- _Supplied passage_

################

Naturally, the nearly month-long waiting period to get back on the ice was frustrating for Marody. As if being sidelined wasn’t disappointing enough, missing out on Michigan’s stellar performances in trademark venues made the experience even worse.
In back-to-back weekends, Marody was forced to watch from home as the Wolverines played Penn State in Madison Square Garden and Michigan State in Joe Louis Arena in the “Duel for the D.” Those aren’t experiences that come around very often.
He was stuck on the outside looking in, as Michigan continued to build a case for being one of the most historic offenses in the past decade of college hockey — scoring 32 goals in the seven games he missed.
Despite his frustration, the time away from the ice may have been a blessing in disguise for Marody.
“Everything happens for a reason — nothing you can do about it besides coming back stronger,” Marody said.
“When you do something every day, you kind of lose how cool it is and how special it is. I think I gained that back, and that’s what has allowed me to be so successful in the past, to put that extra passion (into my game).”
Then there’s the music — another area into which he has put extra passion during his time away.
For most people, being sick with mononucleosis gives you a whole lot of time to sit around doing nothing.
While there was some of that for Marody, he also put a lot of time into schoolwork and playing the guitar, something he taught himself to do. And Sunday, he took it to the next level by starting to write his own song.
By Marody’s estimation, it only took him 30 minutes to write, and yesterday, he produced the final product — tweeting the YouTube link to the acoustic song.
Now, his Michigan teammates are just wondering which one of them will get a role in the next performance.

################

- _Dataset records_

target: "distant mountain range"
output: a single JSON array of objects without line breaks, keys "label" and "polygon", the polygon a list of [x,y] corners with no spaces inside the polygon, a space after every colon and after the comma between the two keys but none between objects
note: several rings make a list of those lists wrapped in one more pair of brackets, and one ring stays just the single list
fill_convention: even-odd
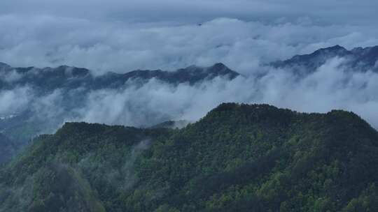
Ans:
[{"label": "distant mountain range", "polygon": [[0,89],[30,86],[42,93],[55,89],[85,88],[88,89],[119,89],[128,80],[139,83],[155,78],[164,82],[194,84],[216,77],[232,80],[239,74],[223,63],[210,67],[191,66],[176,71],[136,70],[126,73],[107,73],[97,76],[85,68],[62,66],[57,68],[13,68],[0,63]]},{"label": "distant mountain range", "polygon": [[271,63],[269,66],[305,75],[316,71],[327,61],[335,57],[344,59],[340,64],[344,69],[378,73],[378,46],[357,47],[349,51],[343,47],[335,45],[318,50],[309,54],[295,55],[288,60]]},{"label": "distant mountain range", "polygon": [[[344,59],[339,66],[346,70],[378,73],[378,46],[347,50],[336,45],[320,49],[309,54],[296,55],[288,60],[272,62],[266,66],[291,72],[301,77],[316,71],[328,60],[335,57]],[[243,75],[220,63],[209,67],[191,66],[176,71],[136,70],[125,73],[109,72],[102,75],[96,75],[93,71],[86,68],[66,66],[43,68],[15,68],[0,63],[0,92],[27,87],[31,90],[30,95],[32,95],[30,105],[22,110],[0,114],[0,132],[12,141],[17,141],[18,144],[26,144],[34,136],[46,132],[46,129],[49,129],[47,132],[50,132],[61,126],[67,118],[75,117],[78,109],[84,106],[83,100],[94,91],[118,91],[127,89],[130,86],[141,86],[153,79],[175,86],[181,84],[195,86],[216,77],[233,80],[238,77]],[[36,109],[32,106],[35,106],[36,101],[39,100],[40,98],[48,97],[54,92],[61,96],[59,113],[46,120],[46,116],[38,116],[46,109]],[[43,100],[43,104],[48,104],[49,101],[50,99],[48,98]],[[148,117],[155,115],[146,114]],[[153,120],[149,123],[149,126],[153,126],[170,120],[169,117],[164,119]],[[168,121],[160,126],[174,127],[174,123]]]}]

################

- _What this exercise asks_
A - Name every college hockey team mentioned in the Marody passage.
B - According to the Marody passage, how many goals did Michigan score in the games Marody missed?
C - From the Marody passage, extract the text from "Then there’s the" to "his own song." word for word.
The lines are separate material and have no connection to the Marody passage.

- _The replies_
A - Michigan (the Wolverines), Penn State, Michigan State

B - Michigan scored 32 goals in the seven games he missed.

C -
Then there’s the music — another area into which he has put extra passion during his time away.
For most people, being sick with mononucleosis gives you a whole lot of time to sit around doing nothing.
While there was some of that for Marody, he also put a lot of time into schoolwork and playing the guitar, something he taught himself to do. And Sunday, he took it to the next level by starting to write his own song.